To be done —
1 – In the forum thread on R regex quantifiers, what value is the min variable set to in TRE's tre_parse_bound method before the engine initializes the minimum bound?
2 – Write out the part of the forum thread on R regex quantifiers from "In case you" up to and including "in this case.)".

Extract —
──────────────────────────────
Reputation: 5704
I expect the regex pattern ab{,2}c
to match only with a
followed by 0, 1 or 2 b
s, followed by c
.
It works that way in lots of languages, for instance Python. However, in R:
grepl("ab{,2}c", c("ac", "abc", "abbc", "abbbc", "abbbbc"))
# [1] TRUE TRUE TRUE TRUE FALSE
I'm surprised by the 4th TRUE
. In ?regex
, I can read:
{n,m}
The preceding item is matched at leastn
times, but not more thanm
times.
So I agree that {,2}
should be written {0,2}
to be a valid pattern (unlike in Python, where the docs state explicitly that omitting n
specifies a lower bound of zero).
But then using {,2}
should throw an error instead of returning misleading matches! Am I missing something or should this be reported as a bug?
Upvotes: 12
Views: 481
Reputation: 11480
Just as an addition:
vec1 = c('','a', 'aa', 'aaa', 'aaaa', 'aaaaa', 'aaaaaa','aaaaaaa')
grep("^a{,1}$", vec1, value = T) # seems to "become" ^a{1}$
grep("^a{,2}$", vec1, value = T) # seems to "become" ^a{0,3}$
grep("^a{,3}$", vec1, value = T) # seems to "become" ^a{0,4}$
grep("^a{,4}$", vec1, value = T) # seems to "become" ^a{0,5}$
Upvotes: 3
Reputation: 327
I am writing this as an answer, because unfortunately I cant add a comment.
Update: Following the answer by Wiktor Stribiżew and feedback, seems the behavior is categories as a bug.
Original: The syntax you are using is just not supported in R (assuming the default engine). This is why you are getting unexpected results.
In case you would like to explore differences in syntax, I would recommend taking a look at the regular-expressions.info comparison page. (You need to compare Python and R in terms of Quantifiers in this case.)
Upvotes: 0
Reputation: 626758
The behavior with {,2}
is not expected, it is a bug. If you have a look at the TRE source code, tre_parse_bound
method, you will see that the min
variable value is set to -1
before the engine tries to initialize the minimum bound. It seems that the number of "repeats" in case the minimum value is missing in the quantifier is the number of maximum value + 1
(as if the repeat number equals max - min = max - (-1) = max+1
).
So, a{,}
matches one occurrence of a
. Same as a{, }
or a{ , }
. See R demo, only abc
is matched with ab{,}c
:
grepl("ab{,}c", c("ac", "abc", "abbc", "abbbc", "abbbbc"))
grepl("ab{, }c", c("ac", "abc", "abbc", "abbbc", "abbbbc"))
grepl("ab{ , }c", c("ac", "abc", "abbc", "abbbc", "abbbbc"))
## => [1] FALSE TRUE FALSE FALSE FALSE
Upvotes: 10
──────────────────────────────
Location identification records —
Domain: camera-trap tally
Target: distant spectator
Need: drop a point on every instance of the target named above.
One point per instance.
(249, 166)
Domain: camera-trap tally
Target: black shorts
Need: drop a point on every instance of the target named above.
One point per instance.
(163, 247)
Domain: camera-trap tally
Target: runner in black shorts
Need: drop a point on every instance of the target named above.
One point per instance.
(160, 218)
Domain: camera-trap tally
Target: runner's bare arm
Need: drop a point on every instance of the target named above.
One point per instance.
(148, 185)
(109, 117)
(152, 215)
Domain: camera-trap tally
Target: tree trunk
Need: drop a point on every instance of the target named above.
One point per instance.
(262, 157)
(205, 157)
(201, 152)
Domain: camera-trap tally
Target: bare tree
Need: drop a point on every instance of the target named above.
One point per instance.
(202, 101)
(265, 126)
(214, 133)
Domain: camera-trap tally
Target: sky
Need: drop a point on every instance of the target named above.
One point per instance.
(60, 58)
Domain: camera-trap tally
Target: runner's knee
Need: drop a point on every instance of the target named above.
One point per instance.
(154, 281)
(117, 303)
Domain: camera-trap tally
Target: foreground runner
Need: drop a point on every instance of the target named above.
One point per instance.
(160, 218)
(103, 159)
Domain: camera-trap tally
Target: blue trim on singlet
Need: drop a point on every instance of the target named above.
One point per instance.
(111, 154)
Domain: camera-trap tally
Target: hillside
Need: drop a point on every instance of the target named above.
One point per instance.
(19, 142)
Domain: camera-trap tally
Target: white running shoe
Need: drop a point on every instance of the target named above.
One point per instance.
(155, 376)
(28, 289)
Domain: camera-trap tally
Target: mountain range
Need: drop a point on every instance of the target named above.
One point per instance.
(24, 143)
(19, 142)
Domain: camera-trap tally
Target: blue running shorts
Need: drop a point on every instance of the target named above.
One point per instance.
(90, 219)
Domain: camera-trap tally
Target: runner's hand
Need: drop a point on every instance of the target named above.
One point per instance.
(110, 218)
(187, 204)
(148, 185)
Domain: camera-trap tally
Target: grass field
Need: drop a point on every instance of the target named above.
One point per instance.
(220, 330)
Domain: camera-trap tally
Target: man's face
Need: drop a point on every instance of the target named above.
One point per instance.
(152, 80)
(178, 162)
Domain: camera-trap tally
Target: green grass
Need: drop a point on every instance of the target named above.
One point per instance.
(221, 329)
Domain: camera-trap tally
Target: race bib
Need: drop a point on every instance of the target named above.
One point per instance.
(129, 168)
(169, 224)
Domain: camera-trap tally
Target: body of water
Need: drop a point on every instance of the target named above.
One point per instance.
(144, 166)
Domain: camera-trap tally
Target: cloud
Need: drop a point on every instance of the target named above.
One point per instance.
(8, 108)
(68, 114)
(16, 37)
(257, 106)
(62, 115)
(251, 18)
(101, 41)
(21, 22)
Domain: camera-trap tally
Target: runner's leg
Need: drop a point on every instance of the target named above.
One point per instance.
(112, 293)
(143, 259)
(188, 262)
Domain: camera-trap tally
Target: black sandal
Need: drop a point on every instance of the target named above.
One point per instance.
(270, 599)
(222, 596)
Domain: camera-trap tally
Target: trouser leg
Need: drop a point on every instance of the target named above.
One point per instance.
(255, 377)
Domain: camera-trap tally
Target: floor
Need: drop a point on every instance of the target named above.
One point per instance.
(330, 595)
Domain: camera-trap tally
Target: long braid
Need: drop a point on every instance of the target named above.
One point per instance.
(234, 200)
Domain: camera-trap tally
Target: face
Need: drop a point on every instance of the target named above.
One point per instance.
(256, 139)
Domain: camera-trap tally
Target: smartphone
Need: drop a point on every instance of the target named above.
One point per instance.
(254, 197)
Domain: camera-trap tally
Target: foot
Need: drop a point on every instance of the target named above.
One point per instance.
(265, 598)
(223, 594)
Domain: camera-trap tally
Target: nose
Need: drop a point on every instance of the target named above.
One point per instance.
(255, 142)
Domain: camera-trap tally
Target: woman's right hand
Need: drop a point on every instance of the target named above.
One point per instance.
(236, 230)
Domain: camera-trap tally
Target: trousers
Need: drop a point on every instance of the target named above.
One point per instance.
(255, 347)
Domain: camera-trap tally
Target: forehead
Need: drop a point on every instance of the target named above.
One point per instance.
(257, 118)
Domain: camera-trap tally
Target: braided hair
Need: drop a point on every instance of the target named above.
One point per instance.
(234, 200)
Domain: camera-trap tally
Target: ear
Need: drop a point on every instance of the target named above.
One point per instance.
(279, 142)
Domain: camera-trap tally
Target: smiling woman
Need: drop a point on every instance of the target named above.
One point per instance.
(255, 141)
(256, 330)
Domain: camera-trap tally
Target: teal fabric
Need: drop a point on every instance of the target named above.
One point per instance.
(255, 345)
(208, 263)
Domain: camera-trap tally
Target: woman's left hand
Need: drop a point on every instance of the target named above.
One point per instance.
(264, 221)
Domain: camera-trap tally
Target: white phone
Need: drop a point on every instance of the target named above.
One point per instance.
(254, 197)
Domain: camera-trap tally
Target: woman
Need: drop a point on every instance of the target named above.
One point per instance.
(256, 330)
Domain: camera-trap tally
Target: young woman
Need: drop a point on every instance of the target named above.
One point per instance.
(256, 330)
──────────────────────────────
Final answers —
1 – It is set to -1.

2 –
In case you would like to explore differences in syntax, I would recommend taking a look at the regular-expressions.info comparison page. (You need to compare Python and R in terms of Quantifiers in this case.)